*Document segment:*
▼▼▼

Posted by Tanasije Gjorgoski on March 3, 2008
J.M.C.Dow of Spontaneity and Receptivity tagged me with the 123 meme. The rules are:
- Pick up the nearest book (of at least 123 pages)
- Open the book to page 123
- Find the fifth sentence on that page
- Post the next three sentences
- Tag five people
*Looks below the Wii Operations manual* - Aha! Here is the winner!
The book is Mapping The Mind - Domain Specificity in Cognition and Culture (editors:Lawrence A. Hirschfeld and, Susan A. Gelman) and is a collection of essays on, well, domain specificity. I started reading it the other day. Let me see what’s on the page 123…
Thereafter, each subsystem can develop in parallel. My discussion concentrates upon the first of these levels, mechanical Agency, and deals with the other two levels only to mark off what else I think comprises the core notion of Agency that is not dealt with at the first level. I begin then with the emergence of a processing mechanism (probably somewhere around 3 or 4 months of age) that equips the infant to attend to the mechanical properties of objects and events.

▲▲▲

*Given task:*
Copy out the whole blog post about the 123 meme, word for word and with nothing left out. The data after this point is separate material and has nothing to do with the blog post.

*Dataset excerpt:*

▼▼▼

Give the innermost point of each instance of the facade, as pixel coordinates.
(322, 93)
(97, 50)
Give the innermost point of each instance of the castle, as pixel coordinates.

▲▲▲

*Written answer:*
Posted by Tanasije Gjorgoski on March 3, 2008
J.M.C.Dow of Spontaneity and Receptivity tagged me with the 123 meme. The rules are:
- Pick up the nearest book (of at least 123 pages)
- Open the book to page 123
- Find the fifth sentence on that page
- Post the next three sentences
- Tag five people
*Looks below the Wii Operations manual* - Aha! Here is the winner!
The book is Mapping The Mind - Domain Specificity in Cognition and Culture (editors:Lawrence A. Hirschfeld and, Susan A. Gelman) and is a collection of essays on, well, domain specificity. I started reading it the other day. Let me see what’s on the page 123…
Thereafter, each subsystem can develop in parallel. My discussion concentrates upon the first of these levels, mechanical Agency, and deals with the other two levels only to mark off what else I think comprises the core notion of Agency that is not dealt with at the first level. I begin then with the emergence of a processing mechanism (probably somewhere around 3 or 4 months of age) that equips the infant to attend to the mechanical properties of objects and events.